━━ INPUT MATERIAL ━━
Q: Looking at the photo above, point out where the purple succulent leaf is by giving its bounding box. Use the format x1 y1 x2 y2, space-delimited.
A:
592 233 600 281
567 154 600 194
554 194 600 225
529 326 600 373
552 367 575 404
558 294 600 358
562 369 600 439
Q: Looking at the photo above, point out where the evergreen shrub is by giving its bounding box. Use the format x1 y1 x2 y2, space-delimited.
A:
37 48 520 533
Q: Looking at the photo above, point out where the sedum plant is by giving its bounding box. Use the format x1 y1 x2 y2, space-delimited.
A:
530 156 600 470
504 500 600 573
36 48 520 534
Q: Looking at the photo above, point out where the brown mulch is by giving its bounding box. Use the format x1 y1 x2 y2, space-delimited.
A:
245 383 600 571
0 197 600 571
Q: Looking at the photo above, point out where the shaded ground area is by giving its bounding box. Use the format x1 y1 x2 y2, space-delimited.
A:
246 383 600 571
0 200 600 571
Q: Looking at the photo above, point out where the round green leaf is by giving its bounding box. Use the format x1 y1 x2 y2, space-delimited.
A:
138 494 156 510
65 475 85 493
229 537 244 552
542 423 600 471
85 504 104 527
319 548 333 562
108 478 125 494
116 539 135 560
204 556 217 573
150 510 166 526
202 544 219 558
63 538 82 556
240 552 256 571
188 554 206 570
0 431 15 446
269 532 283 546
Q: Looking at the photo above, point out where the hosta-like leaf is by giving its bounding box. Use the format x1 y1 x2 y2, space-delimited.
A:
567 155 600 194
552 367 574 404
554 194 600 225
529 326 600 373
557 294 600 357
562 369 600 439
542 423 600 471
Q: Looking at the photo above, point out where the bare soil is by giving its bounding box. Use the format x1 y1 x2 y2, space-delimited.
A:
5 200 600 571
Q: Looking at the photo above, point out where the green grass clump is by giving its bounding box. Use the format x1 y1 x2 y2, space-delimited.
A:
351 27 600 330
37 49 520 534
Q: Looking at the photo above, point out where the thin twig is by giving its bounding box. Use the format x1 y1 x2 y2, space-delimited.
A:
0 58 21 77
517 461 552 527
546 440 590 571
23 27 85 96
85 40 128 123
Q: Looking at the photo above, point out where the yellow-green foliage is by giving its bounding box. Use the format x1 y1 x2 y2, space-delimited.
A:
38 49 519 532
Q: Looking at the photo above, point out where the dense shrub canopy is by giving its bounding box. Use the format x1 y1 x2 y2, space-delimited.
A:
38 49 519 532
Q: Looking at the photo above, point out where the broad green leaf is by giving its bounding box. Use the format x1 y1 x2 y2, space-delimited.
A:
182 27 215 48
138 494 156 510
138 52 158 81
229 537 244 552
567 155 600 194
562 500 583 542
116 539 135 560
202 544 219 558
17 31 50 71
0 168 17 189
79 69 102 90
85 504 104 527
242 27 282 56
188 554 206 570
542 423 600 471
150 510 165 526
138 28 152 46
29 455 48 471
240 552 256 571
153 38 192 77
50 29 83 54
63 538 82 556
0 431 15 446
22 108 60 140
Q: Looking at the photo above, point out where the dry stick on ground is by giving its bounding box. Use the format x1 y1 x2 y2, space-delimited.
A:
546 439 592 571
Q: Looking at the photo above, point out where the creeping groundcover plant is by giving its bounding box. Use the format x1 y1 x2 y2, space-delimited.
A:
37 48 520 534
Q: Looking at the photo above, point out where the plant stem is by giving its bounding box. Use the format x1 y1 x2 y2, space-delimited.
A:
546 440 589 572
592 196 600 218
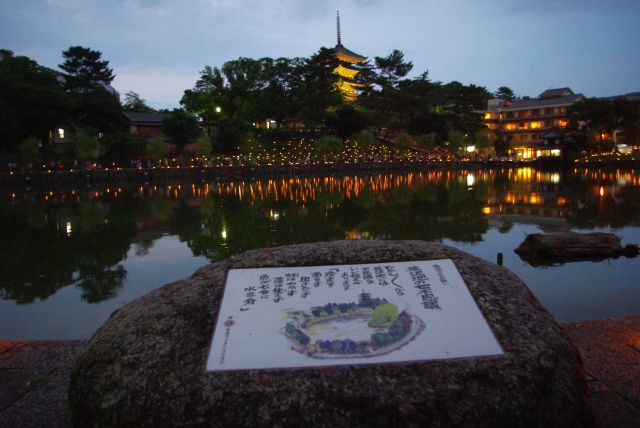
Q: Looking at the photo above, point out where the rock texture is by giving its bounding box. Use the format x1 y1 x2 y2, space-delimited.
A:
515 232 638 265
69 241 593 427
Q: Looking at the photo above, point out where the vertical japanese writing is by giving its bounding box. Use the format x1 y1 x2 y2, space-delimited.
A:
273 276 284 303
373 266 389 287
324 269 338 288
300 275 311 299
407 266 442 309
433 263 449 285
384 265 404 296
341 272 351 291
284 273 299 297
258 274 271 299
240 287 256 311
351 267 361 285
311 272 322 288
362 267 375 285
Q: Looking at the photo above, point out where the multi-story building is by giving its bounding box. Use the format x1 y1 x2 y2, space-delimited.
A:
333 13 367 101
485 88 584 159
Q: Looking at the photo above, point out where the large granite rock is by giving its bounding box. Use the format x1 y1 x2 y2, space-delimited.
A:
69 241 593 427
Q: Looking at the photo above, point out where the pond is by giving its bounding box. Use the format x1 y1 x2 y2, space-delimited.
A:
0 167 640 340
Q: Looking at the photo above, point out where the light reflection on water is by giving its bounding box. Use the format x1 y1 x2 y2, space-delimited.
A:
0 168 640 339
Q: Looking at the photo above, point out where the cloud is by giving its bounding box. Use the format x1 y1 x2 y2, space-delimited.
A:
487 0 640 15
113 67 199 108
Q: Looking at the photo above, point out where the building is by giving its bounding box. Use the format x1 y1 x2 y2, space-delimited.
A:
333 12 367 101
485 88 584 160
122 112 168 139
604 92 640 153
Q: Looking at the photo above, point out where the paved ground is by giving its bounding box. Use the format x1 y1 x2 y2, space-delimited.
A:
0 316 640 428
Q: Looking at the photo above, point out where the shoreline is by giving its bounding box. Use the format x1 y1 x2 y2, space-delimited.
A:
0 160 640 188
0 315 640 428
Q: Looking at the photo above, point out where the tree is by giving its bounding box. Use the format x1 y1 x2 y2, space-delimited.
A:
416 132 440 149
100 131 145 161
473 129 496 154
19 137 41 162
355 129 380 149
291 48 342 128
493 86 516 101
162 109 200 154
145 135 169 160
194 134 213 156
59 46 124 132
326 104 365 141
122 91 155 113
313 135 342 156
215 117 245 154
569 98 621 152
59 46 115 93
0 49 69 152
73 129 100 161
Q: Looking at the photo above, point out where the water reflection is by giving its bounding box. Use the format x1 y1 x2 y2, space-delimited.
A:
0 168 640 304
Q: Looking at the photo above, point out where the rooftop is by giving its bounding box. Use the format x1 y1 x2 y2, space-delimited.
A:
333 43 367 61
122 112 168 124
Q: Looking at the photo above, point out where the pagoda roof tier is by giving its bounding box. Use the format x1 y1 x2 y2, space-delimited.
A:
333 43 367 62
338 61 360 72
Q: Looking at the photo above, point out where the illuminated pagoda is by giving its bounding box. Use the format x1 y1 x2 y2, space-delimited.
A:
333 11 367 101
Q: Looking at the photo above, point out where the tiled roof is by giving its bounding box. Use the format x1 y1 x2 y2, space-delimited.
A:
122 112 168 125
538 88 575 98
333 44 367 61
604 92 640 102
500 94 584 111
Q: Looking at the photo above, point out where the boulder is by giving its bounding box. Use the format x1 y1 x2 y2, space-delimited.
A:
69 241 594 427
515 232 638 265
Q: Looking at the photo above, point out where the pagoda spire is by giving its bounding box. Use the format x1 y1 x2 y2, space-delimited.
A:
336 10 342 46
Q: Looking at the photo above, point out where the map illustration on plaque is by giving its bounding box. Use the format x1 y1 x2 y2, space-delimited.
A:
282 291 425 359
206 259 503 371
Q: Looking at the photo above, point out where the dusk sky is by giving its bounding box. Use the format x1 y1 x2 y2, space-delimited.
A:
0 0 640 108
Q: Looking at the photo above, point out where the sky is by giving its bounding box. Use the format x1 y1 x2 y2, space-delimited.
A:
0 0 640 108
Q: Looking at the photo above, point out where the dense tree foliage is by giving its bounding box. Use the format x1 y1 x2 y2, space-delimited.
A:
0 50 69 151
569 98 640 152
162 109 200 153
493 86 516 101
122 91 155 113
59 46 123 132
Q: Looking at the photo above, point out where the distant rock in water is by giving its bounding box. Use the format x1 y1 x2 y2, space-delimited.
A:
69 241 594 428
515 232 638 266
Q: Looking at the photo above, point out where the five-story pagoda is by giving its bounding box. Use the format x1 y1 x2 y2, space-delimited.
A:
333 12 367 101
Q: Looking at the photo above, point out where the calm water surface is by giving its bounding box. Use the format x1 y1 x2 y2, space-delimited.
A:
0 168 640 340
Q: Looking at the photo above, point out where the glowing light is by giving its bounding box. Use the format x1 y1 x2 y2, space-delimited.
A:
467 174 476 187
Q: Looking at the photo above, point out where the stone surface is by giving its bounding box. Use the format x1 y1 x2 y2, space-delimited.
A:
563 316 640 428
0 341 84 427
69 241 593 427
515 232 638 266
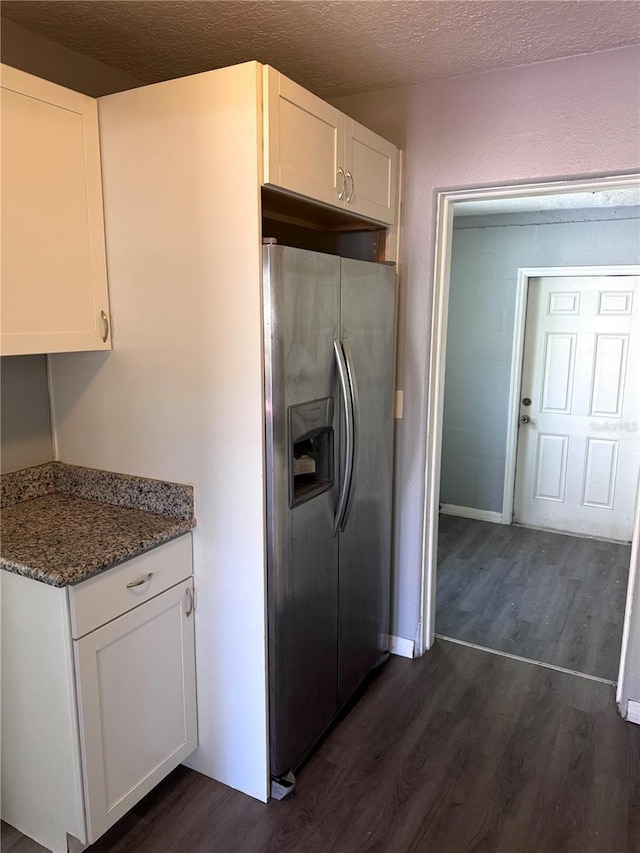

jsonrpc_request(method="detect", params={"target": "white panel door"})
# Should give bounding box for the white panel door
[74,578,198,842]
[514,276,640,541]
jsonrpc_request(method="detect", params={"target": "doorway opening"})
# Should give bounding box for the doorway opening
[422,176,640,700]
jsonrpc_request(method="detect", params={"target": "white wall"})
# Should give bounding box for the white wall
[0,355,53,473]
[336,47,640,644]
[440,208,640,513]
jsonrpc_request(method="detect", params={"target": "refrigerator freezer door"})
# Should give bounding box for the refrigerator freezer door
[338,258,396,704]
[263,246,340,776]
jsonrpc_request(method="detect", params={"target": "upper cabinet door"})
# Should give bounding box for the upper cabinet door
━━━
# SHORT EXERCISE
Reproduce the records verbatim, from the line containing "Q: Looking at the photo above, point out where the plant" through the line containing "362 267 375 285", inclusive. Omit any pictures from the output.

# REPLY
Q: Looking at the photo above, point out where the plant stem is by giving its bounding box. Use the format x1 y1 x2 y2, space-delimited.
A:
546 440 589 572
592 196 600 218
Q: Looking at the photo above, point out where the rock texture is by giving its bounding box. Use the format x1 y1 x2 y2, space-delimited.
A:
515 232 638 265
69 241 593 427
Q: Looking at the photo above, point out where the vertical japanese writing is by giving its bounding box. Use the format x1 y1 x2 y2, space-delimited.
A:
273 276 284 303
373 266 389 287
324 269 338 288
300 275 311 299
407 266 442 309
433 263 449 285
384 265 404 296
341 272 351 291
284 273 299 297
258 274 271 299
240 287 256 311
351 267 361 285
311 272 322 288
362 267 375 285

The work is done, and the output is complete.